··· STUDY TEXT ···

Pomacentrus bangladeshius

Scientific classification
- Kingdom: Animalia
- Phylum: Chordata
- Class: Actinopterygii
- Division: Teleostei
- Order: Blenniiformes
- Family: Pomacentridae
- Genus: Pomacentrus
- Species: P. bangladeshius
- Binomial name: Pomacentrus bangladeshius Habib, Islam, Nahar & Neogi, 2020

= Pomacentrus bangladeshius =

- Genus: Pomacentrus
- Species: bangladeshius
- Authority: Habib, Islam, Nahar & Neogi, 2020

Species of fish

Pomacentrus bangladeshius, known as the Bengal demoiselle, is a species of damselfish belonging to the genus Pomacentrus and the family Pomacentridae, found in the Bay of Bengal in Bangladesh.

== Taxonomy ==
Pomacentrus bangladeshius was identified in a study on the biodiversity of fish associated with the corals of Saint Martin's Island. This research was conducted by researchers from Sher-e-Bangla Agricultural University between 2018 and 2019 using DNA barcoding. The species was officially described in 2020 from three specimens.

== Description ==
Pomacentrus bangladeshius has a standard length of 67 to 77 millimeters. It has 14 spines and 13 rays in the dorsal fin, two spines and 14 rays in the anal fin, and 19 rays in the pectoral fin. It has a single, interrupted lateral line with 18 or 19 scales. The body color varies from olive to dark brown, with a dark brown premaxilla. Adults typically have a yellow iris and a bronze ring around the pupil. The maxilla reaches the front of the pupil, the lower jaw is longer than the upper, and the teeth are incisiform to conical. The tongue is triangular and positioned far back. Gill rakers are long and cylindrical, and the nostril is rounded, aligned with the lower edge of the pupil. The opercle has a flat spine, and scales extend to the nostrils, with no scales on the preorbital and suborbital areas. An axillary scale is found above the pelvic fin base.

== Habitat and distribution ==
Pomacentrus bangladeshius is a marine fish that inhabits shallow reef flats around rock and coral outcrops. It is only found on Saint Martin's Island in southeastern Bangladesh.

··· DATA TO EXAMINE ···

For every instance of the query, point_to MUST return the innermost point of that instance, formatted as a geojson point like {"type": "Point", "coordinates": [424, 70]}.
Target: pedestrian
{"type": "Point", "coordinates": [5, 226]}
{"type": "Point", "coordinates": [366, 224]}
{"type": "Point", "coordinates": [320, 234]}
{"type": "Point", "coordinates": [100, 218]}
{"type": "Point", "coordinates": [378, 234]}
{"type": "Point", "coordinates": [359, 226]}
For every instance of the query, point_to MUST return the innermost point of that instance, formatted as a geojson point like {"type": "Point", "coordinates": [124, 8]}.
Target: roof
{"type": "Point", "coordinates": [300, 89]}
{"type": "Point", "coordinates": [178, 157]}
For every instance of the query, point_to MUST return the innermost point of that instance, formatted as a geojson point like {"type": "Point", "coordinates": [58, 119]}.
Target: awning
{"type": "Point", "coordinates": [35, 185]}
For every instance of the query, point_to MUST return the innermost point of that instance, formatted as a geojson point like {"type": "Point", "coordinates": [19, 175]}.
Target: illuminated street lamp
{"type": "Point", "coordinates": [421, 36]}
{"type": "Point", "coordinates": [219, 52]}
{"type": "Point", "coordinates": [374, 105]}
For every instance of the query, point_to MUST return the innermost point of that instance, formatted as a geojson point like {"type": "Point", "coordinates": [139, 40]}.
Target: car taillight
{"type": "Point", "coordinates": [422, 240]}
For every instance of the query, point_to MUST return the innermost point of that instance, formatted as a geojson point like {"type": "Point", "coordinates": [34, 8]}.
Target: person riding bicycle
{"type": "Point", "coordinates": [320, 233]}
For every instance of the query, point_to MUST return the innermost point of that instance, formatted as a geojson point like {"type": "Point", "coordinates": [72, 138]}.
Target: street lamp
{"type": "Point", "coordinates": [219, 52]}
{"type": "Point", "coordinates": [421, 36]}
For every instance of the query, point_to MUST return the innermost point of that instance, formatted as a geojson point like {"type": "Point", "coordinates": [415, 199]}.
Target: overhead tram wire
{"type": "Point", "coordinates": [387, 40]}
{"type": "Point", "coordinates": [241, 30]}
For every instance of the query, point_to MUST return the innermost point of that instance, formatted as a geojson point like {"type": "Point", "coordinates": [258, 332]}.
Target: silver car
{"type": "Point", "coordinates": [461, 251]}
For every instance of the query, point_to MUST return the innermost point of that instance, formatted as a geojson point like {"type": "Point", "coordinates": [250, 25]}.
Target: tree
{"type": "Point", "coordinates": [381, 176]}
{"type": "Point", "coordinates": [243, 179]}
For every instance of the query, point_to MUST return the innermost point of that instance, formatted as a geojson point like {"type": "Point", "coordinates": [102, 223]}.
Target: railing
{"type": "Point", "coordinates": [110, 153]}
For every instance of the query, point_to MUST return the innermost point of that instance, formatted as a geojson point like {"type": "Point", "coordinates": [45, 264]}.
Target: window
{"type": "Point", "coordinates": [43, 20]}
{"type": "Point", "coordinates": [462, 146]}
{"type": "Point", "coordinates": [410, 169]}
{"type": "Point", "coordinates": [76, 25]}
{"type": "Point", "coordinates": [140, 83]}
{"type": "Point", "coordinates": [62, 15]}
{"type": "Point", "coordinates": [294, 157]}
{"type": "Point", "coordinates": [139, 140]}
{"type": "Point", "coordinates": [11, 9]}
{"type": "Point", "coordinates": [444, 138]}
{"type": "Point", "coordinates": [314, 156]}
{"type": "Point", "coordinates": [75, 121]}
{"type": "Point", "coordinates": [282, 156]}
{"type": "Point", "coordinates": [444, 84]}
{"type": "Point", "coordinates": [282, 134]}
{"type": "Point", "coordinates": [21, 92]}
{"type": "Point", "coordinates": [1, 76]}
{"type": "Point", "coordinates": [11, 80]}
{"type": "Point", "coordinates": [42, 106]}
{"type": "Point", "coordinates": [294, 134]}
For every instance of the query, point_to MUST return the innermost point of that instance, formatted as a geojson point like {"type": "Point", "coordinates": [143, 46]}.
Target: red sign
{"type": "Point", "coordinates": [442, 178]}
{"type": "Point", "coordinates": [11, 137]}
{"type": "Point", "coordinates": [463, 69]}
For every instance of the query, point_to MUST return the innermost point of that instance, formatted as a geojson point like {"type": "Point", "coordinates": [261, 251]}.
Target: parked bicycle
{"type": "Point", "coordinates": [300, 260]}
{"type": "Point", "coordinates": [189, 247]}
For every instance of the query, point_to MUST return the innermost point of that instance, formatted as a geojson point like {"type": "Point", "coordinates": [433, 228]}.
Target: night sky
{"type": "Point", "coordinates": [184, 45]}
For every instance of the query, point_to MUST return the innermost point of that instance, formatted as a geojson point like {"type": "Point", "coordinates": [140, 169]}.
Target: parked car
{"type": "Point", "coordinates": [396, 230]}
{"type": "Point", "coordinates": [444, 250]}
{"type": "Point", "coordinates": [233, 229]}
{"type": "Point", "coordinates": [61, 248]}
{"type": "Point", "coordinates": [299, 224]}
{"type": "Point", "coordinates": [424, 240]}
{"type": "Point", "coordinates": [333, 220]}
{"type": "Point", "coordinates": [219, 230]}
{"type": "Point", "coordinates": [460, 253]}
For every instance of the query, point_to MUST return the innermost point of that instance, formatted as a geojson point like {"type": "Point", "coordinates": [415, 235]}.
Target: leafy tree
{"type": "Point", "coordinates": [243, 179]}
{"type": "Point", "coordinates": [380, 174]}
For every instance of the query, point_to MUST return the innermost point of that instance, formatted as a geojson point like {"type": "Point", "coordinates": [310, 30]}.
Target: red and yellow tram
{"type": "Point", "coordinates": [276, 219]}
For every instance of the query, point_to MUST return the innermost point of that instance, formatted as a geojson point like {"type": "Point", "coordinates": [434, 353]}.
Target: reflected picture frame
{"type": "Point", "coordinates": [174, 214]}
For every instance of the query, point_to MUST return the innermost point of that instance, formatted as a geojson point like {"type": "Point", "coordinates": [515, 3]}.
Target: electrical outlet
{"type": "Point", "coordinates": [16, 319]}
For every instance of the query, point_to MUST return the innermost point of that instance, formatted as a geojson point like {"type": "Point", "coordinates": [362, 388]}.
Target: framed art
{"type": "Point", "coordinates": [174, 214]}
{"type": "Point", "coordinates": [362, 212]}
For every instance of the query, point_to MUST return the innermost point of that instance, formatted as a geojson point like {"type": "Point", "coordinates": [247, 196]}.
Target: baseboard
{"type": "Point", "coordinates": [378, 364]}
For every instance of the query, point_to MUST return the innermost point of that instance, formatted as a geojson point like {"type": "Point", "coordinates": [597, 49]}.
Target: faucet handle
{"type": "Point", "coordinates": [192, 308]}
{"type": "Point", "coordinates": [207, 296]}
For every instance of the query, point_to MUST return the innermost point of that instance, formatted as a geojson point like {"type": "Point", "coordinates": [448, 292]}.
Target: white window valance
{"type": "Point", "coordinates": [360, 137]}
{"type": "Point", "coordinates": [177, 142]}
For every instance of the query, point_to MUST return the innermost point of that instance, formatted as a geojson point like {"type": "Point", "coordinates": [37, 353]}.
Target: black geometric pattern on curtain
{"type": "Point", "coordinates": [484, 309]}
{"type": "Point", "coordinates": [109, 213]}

···

> _TASK ITEM_
Which surnames are given as the authority for the species in the Bengal demoiselle text?

> _RESPONSE_
Habib, Islam, Nahar, Neogi